__EXERCISE MATERIALS__

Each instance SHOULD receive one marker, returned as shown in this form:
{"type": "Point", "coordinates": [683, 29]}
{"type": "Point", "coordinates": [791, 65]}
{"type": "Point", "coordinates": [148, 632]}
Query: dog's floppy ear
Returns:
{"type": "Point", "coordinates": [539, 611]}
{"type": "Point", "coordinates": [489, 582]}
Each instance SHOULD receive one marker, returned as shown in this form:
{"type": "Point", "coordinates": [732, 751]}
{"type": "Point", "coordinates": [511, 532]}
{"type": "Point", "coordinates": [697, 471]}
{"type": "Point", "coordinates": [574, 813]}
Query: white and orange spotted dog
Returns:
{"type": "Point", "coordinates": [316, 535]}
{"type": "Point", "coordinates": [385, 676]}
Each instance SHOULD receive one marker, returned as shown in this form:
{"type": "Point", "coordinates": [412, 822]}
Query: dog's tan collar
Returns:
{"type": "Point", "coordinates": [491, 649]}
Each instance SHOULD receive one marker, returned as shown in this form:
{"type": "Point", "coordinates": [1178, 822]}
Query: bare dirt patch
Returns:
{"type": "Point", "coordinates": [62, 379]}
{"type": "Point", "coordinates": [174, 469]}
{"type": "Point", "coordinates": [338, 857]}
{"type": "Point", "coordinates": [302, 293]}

--

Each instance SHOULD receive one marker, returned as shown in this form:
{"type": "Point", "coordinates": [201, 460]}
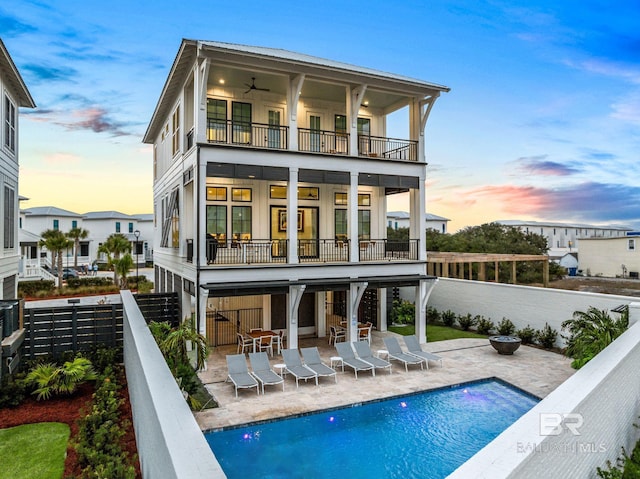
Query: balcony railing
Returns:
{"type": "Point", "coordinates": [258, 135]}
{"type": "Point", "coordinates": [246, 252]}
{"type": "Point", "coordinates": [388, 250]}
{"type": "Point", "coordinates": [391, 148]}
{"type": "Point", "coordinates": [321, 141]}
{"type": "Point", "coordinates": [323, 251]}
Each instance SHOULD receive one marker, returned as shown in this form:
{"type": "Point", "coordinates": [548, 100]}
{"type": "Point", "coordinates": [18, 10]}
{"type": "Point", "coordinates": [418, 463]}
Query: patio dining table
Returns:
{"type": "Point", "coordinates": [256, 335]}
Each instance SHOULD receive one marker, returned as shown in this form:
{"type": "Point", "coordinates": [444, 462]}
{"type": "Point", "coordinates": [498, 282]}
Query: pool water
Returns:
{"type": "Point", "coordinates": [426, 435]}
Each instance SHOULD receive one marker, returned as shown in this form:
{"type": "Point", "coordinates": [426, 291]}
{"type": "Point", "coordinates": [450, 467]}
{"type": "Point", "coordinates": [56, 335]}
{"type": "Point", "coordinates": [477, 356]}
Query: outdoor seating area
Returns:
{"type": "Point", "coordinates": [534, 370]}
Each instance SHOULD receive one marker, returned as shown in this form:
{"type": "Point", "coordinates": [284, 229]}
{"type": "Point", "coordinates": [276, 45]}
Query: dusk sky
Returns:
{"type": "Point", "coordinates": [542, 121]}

* * *

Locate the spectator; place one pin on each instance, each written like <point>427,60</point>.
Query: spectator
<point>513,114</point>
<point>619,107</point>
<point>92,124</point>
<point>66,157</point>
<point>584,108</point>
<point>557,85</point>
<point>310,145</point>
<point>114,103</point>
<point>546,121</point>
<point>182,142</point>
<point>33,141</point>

__PROBLEM DETAILS__
Write out everything from the line containing "Locate the spectator;" down to the line containing "<point>33,141</point>", keeping each line in that range, and move every answer point by adding 12 to both of its coordinates. Leave the format sample on the first line unchanged.

__THE RESPONSE__
Locate the spectator; place one pin on each instance, each written like <point>427,60</point>.
Query: spectator
<point>525,126</point>
<point>631,119</point>
<point>104,136</point>
<point>78,169</point>
<point>596,120</point>
<point>569,97</point>
<point>322,157</point>
<point>126,115</point>
<point>558,133</point>
<point>194,154</point>
<point>45,153</point>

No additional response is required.